EXERCÍCIO:
Informe, por favor, cada linha do material em que aparece a palavra "field". Maiúsculas e minúsculas fazem diferença.

DADOS A USAR:
++++++++++
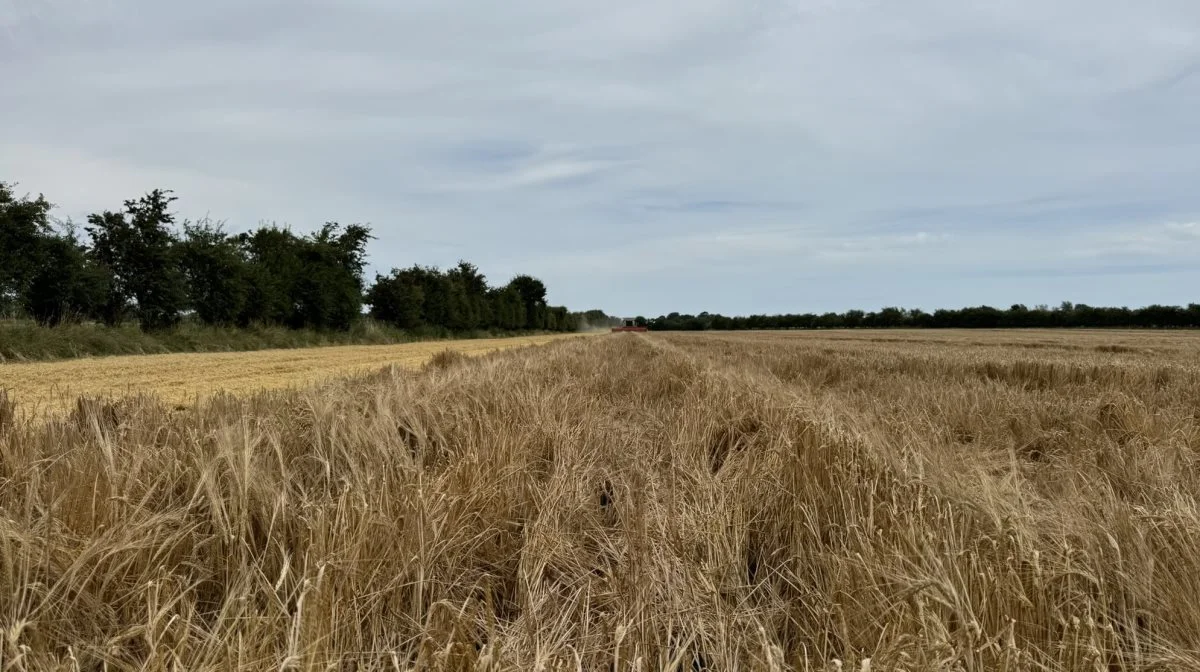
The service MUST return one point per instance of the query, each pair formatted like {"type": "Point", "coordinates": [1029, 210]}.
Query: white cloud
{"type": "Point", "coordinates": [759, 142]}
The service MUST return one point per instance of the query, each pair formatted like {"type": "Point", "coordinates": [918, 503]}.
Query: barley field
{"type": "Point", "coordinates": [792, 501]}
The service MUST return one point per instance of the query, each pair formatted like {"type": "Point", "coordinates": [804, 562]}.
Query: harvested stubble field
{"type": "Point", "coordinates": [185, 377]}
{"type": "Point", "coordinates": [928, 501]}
++++++++++
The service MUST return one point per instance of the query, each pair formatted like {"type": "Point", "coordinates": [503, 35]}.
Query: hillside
++++++++++
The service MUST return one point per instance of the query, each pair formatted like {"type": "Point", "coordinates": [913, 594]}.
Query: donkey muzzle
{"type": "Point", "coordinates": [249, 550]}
++++++++++
SAÍDA COMPLETA:
Query: barley field
Query: harvested stubble field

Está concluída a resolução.